▸ Excerpted passage:

She was taken in by nuns, nursed and later learned to read and write, aged 16. She worked as a maid to earn her keep, cleaning the toilets of the better off as she studied, eventually earning a college degree.
She thought her vocation was to become a nun, but the Brazilian Catholic church’s liberation theology led her towards social activism. She became a defender of the rights of rubber tappers and their jungle homes against powerful ranchers and emerged as one of the first leaders of Brazil’s environmental movement.
Charismatic leader
She joined the left-wing Workers Party, where she came to know its charismatic leader Luiz Inácio Lula da Silva. She and the black rubber-tapper and shoeshine boy who, as a union leader, defied the generals, became party icons, two children drawn from the vast well of Brazilian poverty fighting together for a fairer future.
Heavily pregnant Silva trekked through the jungle seeking votes for Lula when he ran for the presidency. At first he failed, but she was elected to the senate in 1994; and in 2002, when finally voted in, Lula named Silva as his environment minister.
But the realities of power were to erode their alliance. Silva was one of the better ministers during Lula’s administration, but it was rocked by a massive corruption scandal that forced several of his senior colleagues to resign, eventually landing them in jail.
To help right his capsizing government he turned to his energy minister Dilma Rousseff, a political interloper who would become the ultimate insider. A former guerrilla jailed and tortured during the dictatorship, Rousseff joined the Workers Party only in 2000 as it closed in on power.
But despite being an outsider, her tough managerial approach to Brazil’s unruly bureaucracy and enormous appetite for work caught Lula’s eye. Her power within his administration grew, partially at the expense of Marina Silva. Never close to Silva, Rousseff led the critics of the environmental minister, accusing her of holding up development projects in her beloved Amazon with overly rigorous vetting procedures for environmental licences.
Lula eventually had to adjudicate between his warring ministers. He chose the side of his new right-hand woman but could not bring himself to fire his old partner. Instead he allowed Rousseff to grind her down until, her authority undermined, Silva resigned in 2008.
Rousseff was now firmly on her way to becoming the second president from the Workers Party. Silva meanwhile quit the movement after over two decades. In 2010 she won over 19 million votes for the Greens in the election that elevated Rousseff to the presidency.
New party
She then tried to found a new party but could not register in time to contest this year’s contest. So instead she joined the Socialists and was the party’s vice-presidential candidate when tragedy intervened.
The plane crash that killed her running mate Eduardo Campos in August thrust Silva back into a direct confrontation with Rousseff. The polls showed she could beat her in a country increasingly fed up at Workers Party incompetence and corruption.

Source data
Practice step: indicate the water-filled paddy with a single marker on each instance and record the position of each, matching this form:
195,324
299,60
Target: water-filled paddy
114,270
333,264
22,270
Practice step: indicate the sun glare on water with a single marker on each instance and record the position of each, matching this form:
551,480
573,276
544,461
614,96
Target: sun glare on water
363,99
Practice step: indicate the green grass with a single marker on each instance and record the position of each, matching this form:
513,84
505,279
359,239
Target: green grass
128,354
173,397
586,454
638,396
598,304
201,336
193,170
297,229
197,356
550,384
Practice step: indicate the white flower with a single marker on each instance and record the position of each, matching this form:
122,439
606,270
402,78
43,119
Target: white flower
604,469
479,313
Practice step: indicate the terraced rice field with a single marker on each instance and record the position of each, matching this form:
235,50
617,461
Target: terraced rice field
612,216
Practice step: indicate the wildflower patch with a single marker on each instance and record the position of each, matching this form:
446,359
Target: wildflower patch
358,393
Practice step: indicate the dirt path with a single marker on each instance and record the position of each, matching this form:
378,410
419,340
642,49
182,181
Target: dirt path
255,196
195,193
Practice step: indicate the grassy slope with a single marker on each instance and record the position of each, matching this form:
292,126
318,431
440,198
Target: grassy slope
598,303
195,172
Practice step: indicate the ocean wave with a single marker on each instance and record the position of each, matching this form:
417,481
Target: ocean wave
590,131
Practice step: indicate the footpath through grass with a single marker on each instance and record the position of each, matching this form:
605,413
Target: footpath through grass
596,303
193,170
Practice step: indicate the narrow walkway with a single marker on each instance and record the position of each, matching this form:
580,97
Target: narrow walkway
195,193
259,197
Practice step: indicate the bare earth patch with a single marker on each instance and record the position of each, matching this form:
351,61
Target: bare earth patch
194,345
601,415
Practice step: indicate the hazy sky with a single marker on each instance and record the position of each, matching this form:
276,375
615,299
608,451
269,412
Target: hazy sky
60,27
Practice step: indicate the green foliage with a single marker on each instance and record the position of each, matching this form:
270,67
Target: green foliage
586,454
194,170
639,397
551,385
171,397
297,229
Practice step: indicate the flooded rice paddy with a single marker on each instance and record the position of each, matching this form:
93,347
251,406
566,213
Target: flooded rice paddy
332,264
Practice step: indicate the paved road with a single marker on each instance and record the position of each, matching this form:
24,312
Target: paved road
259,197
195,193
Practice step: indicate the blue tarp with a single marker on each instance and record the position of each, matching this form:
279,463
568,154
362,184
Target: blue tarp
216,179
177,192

...

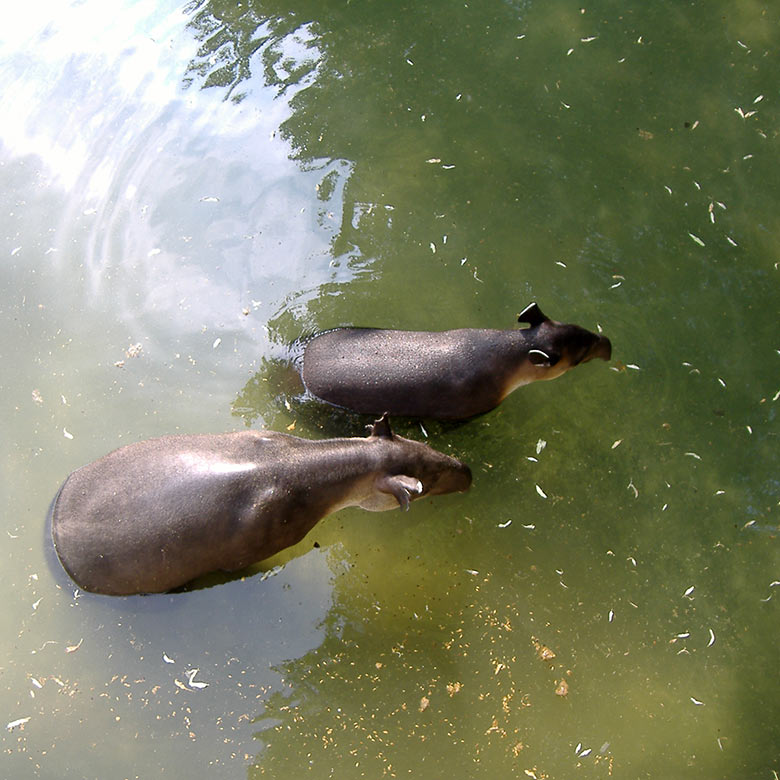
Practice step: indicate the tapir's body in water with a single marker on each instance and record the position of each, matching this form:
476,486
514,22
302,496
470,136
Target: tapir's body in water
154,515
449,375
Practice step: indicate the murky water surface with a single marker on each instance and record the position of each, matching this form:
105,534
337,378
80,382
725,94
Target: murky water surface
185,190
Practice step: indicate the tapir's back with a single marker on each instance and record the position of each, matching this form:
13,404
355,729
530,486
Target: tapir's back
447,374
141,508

---

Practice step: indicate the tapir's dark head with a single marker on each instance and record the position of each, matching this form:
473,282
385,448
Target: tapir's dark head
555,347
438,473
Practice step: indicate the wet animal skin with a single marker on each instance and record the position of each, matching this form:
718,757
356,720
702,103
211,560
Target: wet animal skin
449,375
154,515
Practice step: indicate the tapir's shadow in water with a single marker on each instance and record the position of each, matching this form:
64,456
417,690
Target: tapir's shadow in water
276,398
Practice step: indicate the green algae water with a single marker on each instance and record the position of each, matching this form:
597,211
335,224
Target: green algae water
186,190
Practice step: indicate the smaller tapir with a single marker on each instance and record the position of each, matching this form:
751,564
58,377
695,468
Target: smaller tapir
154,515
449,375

▸ Challenges:
• a. List, in the order they appear, every year given as a number in the article on Marina Silva.
• b. Answer these questions from the article on Marina Silva, each on its own line:
(i) At what age did Silva learn to read and write?
(ii) What post did Lula give Silva in 2002?
(iii) How many votes did Silva win for the Greens in 2010?
• c. Copy the article on Marina Silva from "She was taken" up to and including "a fairer future.".

▸ Responses by task:
• a. 1994, 2002, 2000, 2008, 2010

• b.
(i) 16
(ii) Environment minister
(iii) Over 19 million

• c.
She was taken in by nuns, nursed and later learned to read and write, aged 16. She worked as a maid to earn her keep, cleaning the toilets of the better off as she studied, eventually earning a college degree.
She thought her vocation was to become a nun, but the Brazilian Catholic church’s liberation theology led her towards social activism. She became a defender of the rights of rubber tappers and their jungle homes against powerful ranchers and emerged as one of the first leaders of Brazil’s environmental movement.
Charismatic leader
She joined the left-wing Workers Party, where she came to know its charismatic leader Luiz Inácio Lula da Silva. She and the black rubber-tapper and shoeshine boy who, as a union leader, defied the generals, became party icons, two children drawn from the vast well of Brazilian poverty fighting together for a fairer future.